* **Problem requirements**
Reprint all records below exactly. No images.

[Records excerpted from a collection]

+ + + +

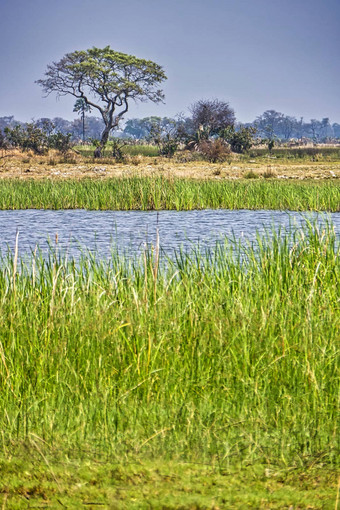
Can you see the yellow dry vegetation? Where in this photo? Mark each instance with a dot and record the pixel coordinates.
(27, 166)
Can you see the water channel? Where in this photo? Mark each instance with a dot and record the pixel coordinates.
(130, 231)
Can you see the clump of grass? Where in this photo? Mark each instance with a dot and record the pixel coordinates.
(269, 173)
(251, 175)
(160, 193)
(229, 354)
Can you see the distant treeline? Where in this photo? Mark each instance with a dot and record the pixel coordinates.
(270, 125)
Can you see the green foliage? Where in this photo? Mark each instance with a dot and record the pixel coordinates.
(62, 143)
(61, 479)
(38, 139)
(240, 141)
(148, 194)
(227, 356)
(3, 141)
(105, 80)
(165, 136)
(214, 150)
(117, 149)
(28, 137)
(212, 116)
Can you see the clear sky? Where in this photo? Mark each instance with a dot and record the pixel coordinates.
(255, 54)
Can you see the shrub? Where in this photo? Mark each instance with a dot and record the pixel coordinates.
(214, 150)
(62, 143)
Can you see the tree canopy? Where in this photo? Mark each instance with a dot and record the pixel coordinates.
(211, 115)
(106, 80)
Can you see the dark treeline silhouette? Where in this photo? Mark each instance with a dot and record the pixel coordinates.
(271, 125)
(93, 126)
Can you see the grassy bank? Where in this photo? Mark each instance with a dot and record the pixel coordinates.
(227, 358)
(160, 193)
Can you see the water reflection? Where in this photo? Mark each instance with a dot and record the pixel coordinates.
(130, 231)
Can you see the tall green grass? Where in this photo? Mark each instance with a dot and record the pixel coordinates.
(229, 355)
(318, 153)
(160, 193)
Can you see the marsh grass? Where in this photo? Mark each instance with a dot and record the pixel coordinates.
(229, 354)
(140, 193)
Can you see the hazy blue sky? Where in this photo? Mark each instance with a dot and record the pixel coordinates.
(255, 54)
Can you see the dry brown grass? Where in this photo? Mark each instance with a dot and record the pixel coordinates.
(27, 166)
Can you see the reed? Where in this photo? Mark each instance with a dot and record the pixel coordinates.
(160, 193)
(228, 354)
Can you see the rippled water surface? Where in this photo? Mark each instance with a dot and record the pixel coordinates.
(129, 231)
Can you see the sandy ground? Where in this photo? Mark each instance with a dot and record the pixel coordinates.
(23, 166)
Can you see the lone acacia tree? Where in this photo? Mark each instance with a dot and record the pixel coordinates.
(106, 80)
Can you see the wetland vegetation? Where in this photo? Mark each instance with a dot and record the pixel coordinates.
(224, 364)
(139, 193)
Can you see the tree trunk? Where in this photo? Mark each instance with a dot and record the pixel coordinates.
(104, 139)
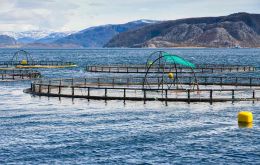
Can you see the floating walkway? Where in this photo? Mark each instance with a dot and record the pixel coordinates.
(18, 74)
(23, 60)
(167, 69)
(168, 85)
(215, 89)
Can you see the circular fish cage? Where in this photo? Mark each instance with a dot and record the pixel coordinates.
(165, 77)
(18, 74)
(24, 60)
(212, 89)
(200, 68)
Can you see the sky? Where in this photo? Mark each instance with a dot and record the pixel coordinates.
(75, 15)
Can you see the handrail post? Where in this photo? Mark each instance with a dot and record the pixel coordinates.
(166, 97)
(211, 96)
(189, 96)
(124, 93)
(233, 95)
(144, 96)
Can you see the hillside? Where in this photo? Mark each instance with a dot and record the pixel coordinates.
(226, 31)
(100, 35)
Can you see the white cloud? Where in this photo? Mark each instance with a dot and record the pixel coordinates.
(20, 15)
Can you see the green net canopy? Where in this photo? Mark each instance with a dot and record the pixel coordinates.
(177, 60)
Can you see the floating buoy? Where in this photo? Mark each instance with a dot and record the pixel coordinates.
(24, 62)
(245, 117)
(245, 125)
(170, 75)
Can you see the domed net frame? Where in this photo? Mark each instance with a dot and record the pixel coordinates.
(21, 55)
(163, 63)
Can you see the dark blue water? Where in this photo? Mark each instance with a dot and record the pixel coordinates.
(42, 130)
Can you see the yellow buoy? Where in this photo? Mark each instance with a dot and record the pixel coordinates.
(245, 117)
(245, 125)
(24, 62)
(170, 75)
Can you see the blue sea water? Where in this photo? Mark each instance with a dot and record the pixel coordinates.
(42, 130)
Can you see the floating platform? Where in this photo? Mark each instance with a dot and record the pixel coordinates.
(212, 89)
(18, 74)
(36, 64)
(200, 68)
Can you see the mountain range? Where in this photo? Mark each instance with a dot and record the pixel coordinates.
(91, 37)
(239, 29)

+ + + +

* **Output of the task**
Can you see the yellow dry vegetation? Where in this photo? Mark each instance with a dot and record the pixel coordinates.
(27, 166)
Can you see the water channel? Where in this photo? Mark each instance with a dot and record the pixel coordinates.
(130, 231)
Can you see the clump of grass? Where in this photo? Mark each instance with a dot and record the pixel coordinates.
(269, 173)
(251, 175)
(160, 193)
(229, 354)
Can you see the distant treeline? Where in this photo? Mark each instance with a dot and record the pixel coordinates.
(270, 125)
Can you see the green foliage? Where in this photo? Mark each instance with a dot and record the pixel coordinates.
(62, 143)
(61, 479)
(38, 139)
(240, 141)
(148, 194)
(227, 356)
(3, 141)
(105, 80)
(165, 136)
(214, 150)
(117, 149)
(28, 137)
(212, 116)
Can you see the clear sky? Where in this photo? Mark each instance with a dot and record the pixel coordinates.
(255, 54)
Can you see the shrub? Where in this photo? Mark each instance with a dot and record the pixel coordinates.
(214, 150)
(62, 143)
Can you see the tree canopy? Where in this photo? Mark each instance with a dot and record the pixel coordinates.
(211, 115)
(106, 80)
Can you see the dark treeline silhouette? Where in this photo? Mark each instance with a dot and record the pixel coordinates.
(271, 125)
(93, 126)
Can you see the grassy bank? Where in this photo? Mark each instance with a dot and record the pixel coordinates.
(227, 358)
(160, 193)
Can you see the water reflection? Where in this photo? Mark each instance with a dot and record the pixel coordinates.
(130, 231)
Can you see the tall green grass? Where in this photo? Mark each instance with a dot and record the pixel coordinates.
(229, 355)
(318, 153)
(160, 193)
Can you see the marsh grass? Where in this photo? Mark each instance with a dot and record the pixel coordinates.
(229, 354)
(140, 193)
Can you see the hazy blue sky? Where in this photo? Mark each instance with a dot and record the pixel coordinates.
(255, 54)
Can you see the dry brown grass? Where in this photo? Mark each instance with a dot and record the pixel coordinates.
(27, 166)
Can you see the reed? Where in this photo? Mark each instance with a dot and record the pixel coordinates.
(160, 193)
(228, 354)
Can you see the rippled water surface? Where in this photo? Mark each instance with a dot and record the pixel coordinates.
(129, 231)
Can you see the sandy ground? Where in this photo? Mark each instance with a dot and record the pixel coordinates.
(23, 166)
Can you see the lone acacia tree? Where in this photo? Mark each instance with a dot and record the pixel coordinates.
(106, 80)
Can you see the wetland vegetation? Where in this photo? Mark each instance with a dot and record the pixel coordinates.
(224, 364)
(139, 193)
Can you see the tree trunk? Where in this photo? Mark each instance with a dot and record the pixel coordinates.
(104, 139)
Can you see the floating walkway? Where in this photo? Mark each instance with a dot and record the pixel coordinates.
(18, 74)
(23, 60)
(167, 69)
(168, 85)
(215, 89)
Can you see the circular fish cage? Where in this photo? Mark each instance with a dot and record the pixel coordinates.
(165, 77)
(18, 74)
(24, 60)
(212, 89)
(200, 68)
Can you see the sky? Where in this photo? Mark each instance with a dot and record the pixel coordinates.
(75, 15)
Can you see the handrail post? Where in this photo? Mark each instance with a dot and record the pixel coordinates.
(166, 97)
(211, 96)
(189, 96)
(124, 93)
(233, 95)
(144, 96)
Can you see the hillside? Where in this photo? Mark each instance with a dot and record the pixel coordinates.
(226, 31)
(100, 35)
Can you see the white cloud? Where in this photo? Mark each instance with a dot and record the pixel coordinates.
(20, 15)
Can you see the green net canopy? Where in this photo? Mark each instance with a dot and record the pixel coordinates.
(177, 60)
Can you see the floating buoy? Where in this photo? Mark each instance with a dot and record the pixel coordinates.
(24, 62)
(245, 117)
(245, 125)
(170, 75)
Can you see the domed net frame? Where in this photo? Mark each instance with a dot and record the pixel coordinates.
(21, 55)
(163, 63)
Can you see the dark blue water? Where in this photo? Mark each instance with a dot and record the pixel coordinates.
(42, 130)
Can you see the yellow buoy? Where in this photo? Mark each instance with a dot and record the pixel coordinates.
(245, 117)
(245, 125)
(24, 62)
(170, 75)
Can you see the blue sea water? Where in this photo? Mark each instance with a dot and record the pixel coordinates.
(42, 130)
Can you see the floating platform? Where in this photo? Mark each instance with a dot and record the pixel coordinates.
(212, 89)
(18, 74)
(36, 64)
(200, 68)
Can you see the mountain range? Where in this photo? Mark each instance with a dot and record the pixel coordinates.
(91, 37)
(239, 29)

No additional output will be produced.